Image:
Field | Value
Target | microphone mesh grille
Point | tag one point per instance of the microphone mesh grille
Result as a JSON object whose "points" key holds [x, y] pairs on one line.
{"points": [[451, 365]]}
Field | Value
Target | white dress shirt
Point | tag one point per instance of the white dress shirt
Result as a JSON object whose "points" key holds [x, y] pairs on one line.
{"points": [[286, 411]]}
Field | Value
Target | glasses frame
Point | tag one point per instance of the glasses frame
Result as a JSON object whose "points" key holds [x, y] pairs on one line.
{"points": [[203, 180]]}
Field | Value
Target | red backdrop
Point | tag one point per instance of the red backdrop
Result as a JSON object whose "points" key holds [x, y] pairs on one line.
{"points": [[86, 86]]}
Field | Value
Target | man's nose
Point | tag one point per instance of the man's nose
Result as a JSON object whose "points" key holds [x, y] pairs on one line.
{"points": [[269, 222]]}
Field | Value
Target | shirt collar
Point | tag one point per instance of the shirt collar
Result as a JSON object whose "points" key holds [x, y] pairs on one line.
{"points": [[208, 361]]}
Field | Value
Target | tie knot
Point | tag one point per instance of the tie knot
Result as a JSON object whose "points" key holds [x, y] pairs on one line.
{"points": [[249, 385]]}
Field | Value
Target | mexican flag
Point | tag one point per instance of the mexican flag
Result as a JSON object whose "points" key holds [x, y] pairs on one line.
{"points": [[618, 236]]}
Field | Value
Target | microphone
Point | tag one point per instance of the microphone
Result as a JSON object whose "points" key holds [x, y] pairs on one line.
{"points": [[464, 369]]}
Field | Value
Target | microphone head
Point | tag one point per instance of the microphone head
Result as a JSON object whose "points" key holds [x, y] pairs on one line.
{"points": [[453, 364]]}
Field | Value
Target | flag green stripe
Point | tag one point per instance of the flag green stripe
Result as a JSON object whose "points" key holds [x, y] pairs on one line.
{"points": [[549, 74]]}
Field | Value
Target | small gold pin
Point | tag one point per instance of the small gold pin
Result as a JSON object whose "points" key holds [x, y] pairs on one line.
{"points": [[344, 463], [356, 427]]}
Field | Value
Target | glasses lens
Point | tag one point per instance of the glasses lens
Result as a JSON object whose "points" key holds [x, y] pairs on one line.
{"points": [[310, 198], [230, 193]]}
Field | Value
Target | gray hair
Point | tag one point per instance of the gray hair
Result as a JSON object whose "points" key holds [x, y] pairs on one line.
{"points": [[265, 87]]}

══════════════════════════════

- _KURZE ÜBUNG_:
Ermittle, in wie vielen Zeilen des obigen Materials die Zeichenkette „microphone“ vorkommt, wobei Groß- und Kleinschreibung zu beachten ist. Gib ausschließlich die Zahl an.

- _ERGEBNIS DER AUFGABE_:
6